**Supplied entries**

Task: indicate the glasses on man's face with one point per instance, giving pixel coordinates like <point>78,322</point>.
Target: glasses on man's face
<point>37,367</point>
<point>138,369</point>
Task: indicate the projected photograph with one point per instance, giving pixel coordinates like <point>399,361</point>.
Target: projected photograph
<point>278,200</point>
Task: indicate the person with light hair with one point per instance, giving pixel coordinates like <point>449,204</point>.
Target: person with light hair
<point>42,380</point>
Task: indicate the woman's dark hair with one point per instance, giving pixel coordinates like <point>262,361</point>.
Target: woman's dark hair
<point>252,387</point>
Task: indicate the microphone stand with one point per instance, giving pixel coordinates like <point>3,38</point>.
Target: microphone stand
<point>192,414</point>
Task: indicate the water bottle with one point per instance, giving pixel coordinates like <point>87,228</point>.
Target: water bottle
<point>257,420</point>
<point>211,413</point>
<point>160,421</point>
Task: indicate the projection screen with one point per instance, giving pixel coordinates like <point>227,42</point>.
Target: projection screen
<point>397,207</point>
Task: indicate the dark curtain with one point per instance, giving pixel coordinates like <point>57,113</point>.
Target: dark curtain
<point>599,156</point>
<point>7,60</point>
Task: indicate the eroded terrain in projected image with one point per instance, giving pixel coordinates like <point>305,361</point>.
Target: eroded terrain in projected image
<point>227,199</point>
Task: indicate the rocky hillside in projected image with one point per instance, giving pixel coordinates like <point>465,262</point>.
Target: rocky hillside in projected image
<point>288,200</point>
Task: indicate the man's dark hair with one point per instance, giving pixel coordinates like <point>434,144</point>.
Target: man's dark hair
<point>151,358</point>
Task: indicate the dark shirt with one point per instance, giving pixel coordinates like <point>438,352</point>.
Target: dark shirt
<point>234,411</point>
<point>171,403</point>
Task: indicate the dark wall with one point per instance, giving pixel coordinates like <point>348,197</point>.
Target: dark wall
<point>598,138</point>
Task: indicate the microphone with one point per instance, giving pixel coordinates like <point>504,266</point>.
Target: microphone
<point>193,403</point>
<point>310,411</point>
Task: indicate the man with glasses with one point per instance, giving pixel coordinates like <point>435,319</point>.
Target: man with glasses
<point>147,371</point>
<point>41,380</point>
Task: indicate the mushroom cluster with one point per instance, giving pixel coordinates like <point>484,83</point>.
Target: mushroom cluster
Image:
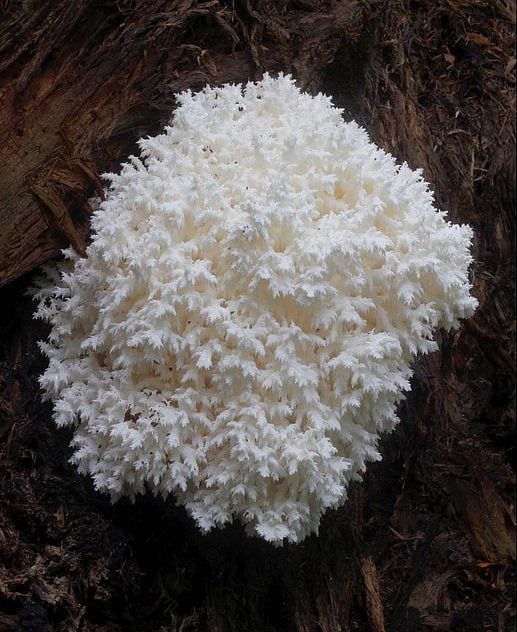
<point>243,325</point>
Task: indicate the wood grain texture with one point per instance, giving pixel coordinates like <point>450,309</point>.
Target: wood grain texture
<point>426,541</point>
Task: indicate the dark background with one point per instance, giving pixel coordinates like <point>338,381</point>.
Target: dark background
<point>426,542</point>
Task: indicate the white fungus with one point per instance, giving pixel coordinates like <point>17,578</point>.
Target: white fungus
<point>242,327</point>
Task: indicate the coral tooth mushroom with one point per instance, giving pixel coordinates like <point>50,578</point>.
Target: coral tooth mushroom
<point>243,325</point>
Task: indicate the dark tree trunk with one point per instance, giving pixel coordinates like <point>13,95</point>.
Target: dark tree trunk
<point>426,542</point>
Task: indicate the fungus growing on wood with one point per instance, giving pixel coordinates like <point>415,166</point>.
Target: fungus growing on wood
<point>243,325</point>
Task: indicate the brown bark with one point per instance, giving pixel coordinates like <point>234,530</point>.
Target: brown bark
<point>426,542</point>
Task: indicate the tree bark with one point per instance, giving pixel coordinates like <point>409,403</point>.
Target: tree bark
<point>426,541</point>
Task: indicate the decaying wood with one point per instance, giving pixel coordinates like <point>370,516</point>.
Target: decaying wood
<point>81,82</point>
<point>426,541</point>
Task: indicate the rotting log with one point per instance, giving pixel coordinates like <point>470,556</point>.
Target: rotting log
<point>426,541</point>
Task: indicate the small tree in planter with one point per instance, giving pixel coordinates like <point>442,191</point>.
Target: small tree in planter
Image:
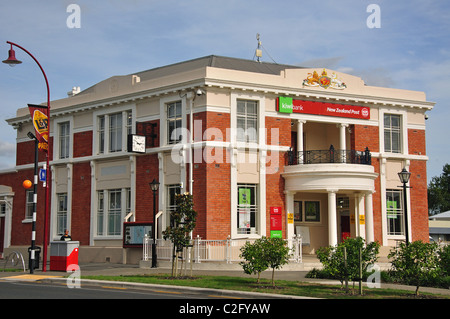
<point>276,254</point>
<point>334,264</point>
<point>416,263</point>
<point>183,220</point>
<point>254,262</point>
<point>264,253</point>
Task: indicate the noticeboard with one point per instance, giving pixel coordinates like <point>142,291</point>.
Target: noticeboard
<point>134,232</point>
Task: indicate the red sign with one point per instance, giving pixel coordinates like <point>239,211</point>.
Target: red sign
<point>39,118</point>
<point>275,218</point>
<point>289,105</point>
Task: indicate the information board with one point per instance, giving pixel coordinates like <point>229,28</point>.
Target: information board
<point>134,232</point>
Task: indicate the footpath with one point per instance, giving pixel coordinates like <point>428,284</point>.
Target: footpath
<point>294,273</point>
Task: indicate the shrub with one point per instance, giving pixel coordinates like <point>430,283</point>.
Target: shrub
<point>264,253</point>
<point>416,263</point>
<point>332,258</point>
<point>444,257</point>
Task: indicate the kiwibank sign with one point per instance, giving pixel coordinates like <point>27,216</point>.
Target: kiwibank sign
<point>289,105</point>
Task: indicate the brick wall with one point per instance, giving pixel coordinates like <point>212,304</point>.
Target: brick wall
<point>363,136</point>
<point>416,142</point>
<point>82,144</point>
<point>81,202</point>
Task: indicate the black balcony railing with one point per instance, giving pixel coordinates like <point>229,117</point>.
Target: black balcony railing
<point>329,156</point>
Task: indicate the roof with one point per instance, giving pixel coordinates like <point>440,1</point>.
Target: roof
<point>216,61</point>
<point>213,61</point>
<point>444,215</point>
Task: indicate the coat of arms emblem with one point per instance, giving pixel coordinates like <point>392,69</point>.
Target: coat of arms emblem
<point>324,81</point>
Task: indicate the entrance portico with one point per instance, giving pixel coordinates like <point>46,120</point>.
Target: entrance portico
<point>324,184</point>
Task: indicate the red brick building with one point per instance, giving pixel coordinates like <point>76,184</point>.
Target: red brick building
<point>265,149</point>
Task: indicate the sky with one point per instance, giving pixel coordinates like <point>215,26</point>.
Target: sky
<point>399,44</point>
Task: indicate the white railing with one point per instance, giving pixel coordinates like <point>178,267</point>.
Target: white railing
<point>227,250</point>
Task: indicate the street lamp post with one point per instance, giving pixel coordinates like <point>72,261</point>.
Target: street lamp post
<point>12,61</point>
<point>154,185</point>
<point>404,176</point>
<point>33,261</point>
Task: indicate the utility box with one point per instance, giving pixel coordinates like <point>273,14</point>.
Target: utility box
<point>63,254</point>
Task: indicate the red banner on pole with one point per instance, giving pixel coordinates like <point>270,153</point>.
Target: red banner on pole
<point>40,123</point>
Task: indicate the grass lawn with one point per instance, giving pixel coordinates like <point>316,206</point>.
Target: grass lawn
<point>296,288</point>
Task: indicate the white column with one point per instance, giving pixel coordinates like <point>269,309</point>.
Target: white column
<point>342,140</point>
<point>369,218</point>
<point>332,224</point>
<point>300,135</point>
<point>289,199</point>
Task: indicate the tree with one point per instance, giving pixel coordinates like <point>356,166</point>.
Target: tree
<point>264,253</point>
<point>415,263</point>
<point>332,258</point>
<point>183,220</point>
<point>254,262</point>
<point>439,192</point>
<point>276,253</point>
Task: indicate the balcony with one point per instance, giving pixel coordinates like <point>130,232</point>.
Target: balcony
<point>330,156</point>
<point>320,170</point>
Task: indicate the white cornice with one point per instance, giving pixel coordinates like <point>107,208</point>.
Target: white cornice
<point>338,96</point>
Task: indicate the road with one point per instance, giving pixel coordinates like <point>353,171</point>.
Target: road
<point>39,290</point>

**Requirements**
Could you express every line of all the entries above as a Markdown table with the columns "No." and "Line Text", numbering each row and skipping blank lines? Leave the pictures out of your answer.

**Final result**
| No. | Line Text |
|---|---|
| 1 | Task: indicate the glasses on man's face with one point per instance, giving pixel coordinates like <point>78,322</point>. |
| 2 | Target: glasses on man's face |
| 3 | <point>37,367</point> |
| 4 | <point>138,369</point> |
| 5 | Task: indicate the projected photograph with one point per instance, giving pixel coordinates like <point>399,361</point>. |
| 6 | Target: projected photograph |
| 7 | <point>278,200</point> |
| 8 | Task: indicate the person with light hair with one point per instance, giving pixel coordinates like <point>449,204</point>. |
| 9 | Target: person with light hair |
| 10 | <point>42,380</point> |
| 11 | Task: indicate the woman's dark hair with one point per instance, giving pixel coordinates like <point>262,361</point>. |
| 12 | Target: woman's dark hair |
| 13 | <point>252,387</point> |
| 14 | Task: indicate the microphone stand with one point per instance, giving pixel coordinates like <point>3,38</point>. |
| 15 | Target: microphone stand |
| 16 | <point>192,414</point> |
| 17 | Task: indicate the water bottle with one point per instance, giving pixel coordinates like <point>87,228</point>. |
| 18 | Target: water bottle |
| 19 | <point>257,420</point> |
| 20 | <point>211,413</point> |
| 21 | <point>160,421</point> |
| 22 | Task: indicate the projection screen with one point per instance, giving pixel coordinates like <point>227,42</point>. |
| 23 | Target: projection screen |
| 24 | <point>397,207</point> |
| 25 | Task: indicate the dark curtain with one point per instance, giving pixel coordinates like <point>57,113</point>. |
| 26 | Target: dark curtain |
| 27 | <point>599,156</point> |
| 28 | <point>7,60</point> |
| 29 | Task: indicate the eroded terrain in projected image with one point per instance, giving pixel coordinates like <point>305,361</point>. |
| 30 | Target: eroded terrain in projected image |
| 31 | <point>227,199</point> |
| 32 | Task: indicate the rocky hillside in projected image with one point per instance, giving pixel coordinates like <point>465,262</point>. |
| 33 | Target: rocky hillside in projected image |
| 34 | <point>288,200</point> |
| 35 | Task: indicate the man's dark hair with one point per instance, giving pixel coordinates like <point>434,144</point>. |
| 36 | Target: man's dark hair |
| 37 | <point>151,358</point> |
| 38 | Task: indicate the dark shirt with one point per instance, giving pixel coordinates like <point>438,352</point>. |
| 39 | Target: dark shirt |
| 40 | <point>234,411</point> |
| 41 | <point>171,403</point> |
| 42 | Task: indicate the dark wall with one point per instance, giving pixel coordinates like <point>348,197</point>. |
| 43 | Target: dark wall |
| 44 | <point>598,138</point> |
| 45 | Task: indicate the microphone with one point per instance, giving pixel coordinates like <point>504,266</point>. |
| 46 | Target: microphone |
| 47 | <point>193,403</point> |
| 48 | <point>310,411</point> |
| 49 | Task: indicate the man with glasses with one point per instance, giving pixel coordinates like <point>435,319</point>. |
| 50 | Target: man with glasses |
| 51 | <point>147,371</point> |
| 52 | <point>41,380</point> |
| 53 | Task: indicate the mushroom cluster with one point per instance, giving pixel coordinates like <point>484,83</point>. |
| 54 | Target: mushroom cluster |
| 55 | Image: |
| 56 | <point>243,325</point> |
| 57 | Task: indicate the wood grain texture with one point per instance, giving pixel coordinates like <point>450,309</point>. |
| 58 | Target: wood grain texture |
| 59 | <point>426,541</point> |
| 60 | Task: indicate the dark background with one point per instance, giving pixel coordinates like <point>338,381</point>. |
| 61 | Target: dark background |
| 62 | <point>426,542</point> |
| 63 | Task: indicate the white fungus with one point per instance, giving pixel coordinates like <point>17,578</point>. |
| 64 | Target: white fungus |
| 65 | <point>242,327</point> |
| 66 | Task: indicate the coral tooth mushroom with one point per instance, giving pixel coordinates like <point>50,578</point>. |
| 67 | Target: coral tooth mushroom |
| 68 | <point>243,325</point> |
| 69 | Task: indicate the dark tree trunk with one point per instance, giving pixel coordinates like <point>13,95</point>. |
| 70 | Target: dark tree trunk |
| 71 | <point>426,542</point> |
| 72 | Task: indicate the fungus growing on wood with one point per instance, giving pixel coordinates like <point>415,166</point>. |
| 73 | Target: fungus growing on wood |
| 74 | <point>243,325</point> |
| 75 | Task: indicate the brown bark with one point per instance, giving pixel coordinates like <point>234,530</point>. |
| 76 | Target: brown bark |
| 77 | <point>426,542</point> |
| 78 | Task: indicate the tree bark with one point per instance, giving pixel coordinates like <point>409,403</point>. |
| 79 | Target: tree bark |
| 80 | <point>426,541</point> |
| 81 | Task: indicate the decaying wood with one point per instance, giving pixel coordinates like <point>370,516</point>. |
| 82 | Target: decaying wood |
| 83 | <point>81,82</point> |
| 84 | <point>426,541</point> |
| 85 | Task: indicate the rotting log with one point per instance, giving pixel coordinates like <point>470,556</point>. |
| 86 | Target: rotting log |
| 87 | <point>426,541</point> |
| 88 | Task: indicate the small tree in planter with one point per instance, giving pixel coordinates like <point>442,191</point>. |
| 89 | Target: small tree in planter |
| 90 | Image: |
| 91 | <point>276,254</point> |
| 92 | <point>334,264</point> |
| 93 | <point>416,263</point> |
| 94 | <point>183,220</point> |
| 95 | <point>254,262</point> |
| 96 | <point>264,253</point> |
| 97 | Task: indicate the noticeboard with one point per instance, giving pixel coordinates like <point>142,291</point>. |
| 98 | Target: noticeboard |
| 99 | <point>134,232</point> |
| 100 | Task: indicate the red sign with one point per instance, giving pixel coordinates like <point>239,211</point>. |
| 101 | Target: red sign |
| 102 | <point>39,118</point> |
| 103 | <point>275,218</point> |
| 104 | <point>289,105</point> |
| 105 | Task: indicate the information board with one point per instance, giving pixel coordinates like <point>229,28</point>. |
| 106 | Target: information board |
| 107 | <point>134,232</point> |
| 108 | Task: indicate the footpath with one point per instance, giving pixel coordinates like <point>428,284</point>. |
| 109 | Target: footpath |
| 110 | <point>294,273</point> |
| 111 | Task: indicate the shrub with one point per instance, giving pixel coordinates like <point>430,283</point>. |
| 112 | Target: shrub |
| 113 | <point>264,253</point> |
| 114 | <point>416,263</point> |
| 115 | <point>332,258</point> |
| 116 | <point>444,257</point> |
| 117 | Task: indicate the kiwibank sign with one point per instance, giving pixel coordinates like <point>27,216</point>. |
| 118 | Target: kiwibank sign |
| 119 | <point>289,105</point> |
| 120 | Task: indicate the brick wall with one point per instance, giving pixel coordinates like <point>212,304</point>. |
| 121 | Target: brick wall |
| 122 | <point>363,136</point> |
| 123 | <point>416,142</point> |
| 124 | <point>82,144</point> |
| 125 | <point>81,202</point> |
| 126 | Task: indicate the black balcony railing with one point per instance, giving pixel coordinates like <point>229,117</point>. |
| 127 | Target: black balcony railing |
| 128 | <point>329,156</point> |
| 129 | Task: indicate the roof with one point per instance, giving pixel coordinates like <point>440,1</point>. |
| 130 | Target: roof |
| 131 | <point>216,61</point> |
| 132 | <point>213,61</point> |
| 133 | <point>444,215</point> |
| 134 | Task: indicate the coat of arms emblem with one point per instance, giving pixel coordinates like <point>392,69</point>. |
| 135 | Target: coat of arms emblem |
| 136 | <point>324,81</point> |
| 137 | Task: indicate the entrance portico with one point per instance, giving pixel coordinates like <point>46,120</point>. |
| 138 | Target: entrance portico |
| 139 | <point>324,184</point> |
| 140 | Task: indicate the red brick building with one point per instance, giving pixel coordinates like <point>76,184</point>. |
| 141 | Target: red brick building |
| 142 | <point>265,149</point> |
| 143 | Task: indicate the sky with one point per instance, giving pixel coordinates like <point>215,26</point>. |
| 144 | Target: sky |
| 145 | <point>399,44</point> |
| 146 | Task: indicate the white railing with one point per instance, giving pixel coordinates like <point>178,267</point>. |
| 147 | Target: white railing |
| 148 | <point>227,250</point> |
| 149 | Task: indicate the street lamp post with one point per instance, giving pixel coordinates like <point>72,261</point>. |
| 150 | Target: street lamp post |
| 151 | <point>12,61</point> |
| 152 | <point>154,185</point> |
| 153 | <point>404,176</point> |
| 154 | <point>33,261</point> |
| 155 | Task: indicate the utility box with one point per instance, giving pixel coordinates like <point>273,14</point>. |
| 156 | Target: utility box |
| 157 | <point>63,254</point> |
| 158 | Task: indicate the red banner on pole with one point per instance, giving pixel coordinates like <point>270,153</point>. |
| 159 | Target: red banner on pole |
| 160 | <point>40,123</point> |
| 161 | Task: indicate the grass lawn with one point per instance, giving pixel coordinates like <point>316,206</point>. |
| 162 | Target: grass lawn |
| 163 | <point>296,288</point> |
| 164 | Task: indicate the white column with one point per instance, giving pixel coordinates like <point>269,309</point>. |
| 165 | Target: white column |
| 166 | <point>342,140</point> |
| 167 | <point>369,218</point> |
| 168 | <point>332,224</point> |
| 169 | <point>300,135</point> |
| 170 | <point>289,199</point> |
| 171 | Task: indicate the tree with one point per instance, giving pixel coordinates like <point>356,166</point>. |
| 172 | Target: tree |
| 173 | <point>264,253</point> |
| 174 | <point>415,263</point> |
| 175 | <point>332,258</point> |
| 176 | <point>183,220</point> |
| 177 | <point>254,262</point> |
| 178 | <point>439,192</point> |
| 179 | <point>276,253</point> |
| 180 | Task: indicate the balcony with one point per instance, giving pixel coordinates like <point>130,232</point>. |
| 181 | Target: balcony |
| 182 | <point>330,156</point> |
| 183 | <point>320,170</point> |
| 184 | Task: indicate the white cornice with one point per instance, giving pixel coordinates like <point>107,208</point>. |
| 185 | Target: white cornice |
| 186 | <point>338,96</point> |
| 187 | Task: indicate the road with one point per instance, giving pixel coordinates like <point>353,171</point>. |
| 188 | Target: road |
| 189 | <point>39,290</point> |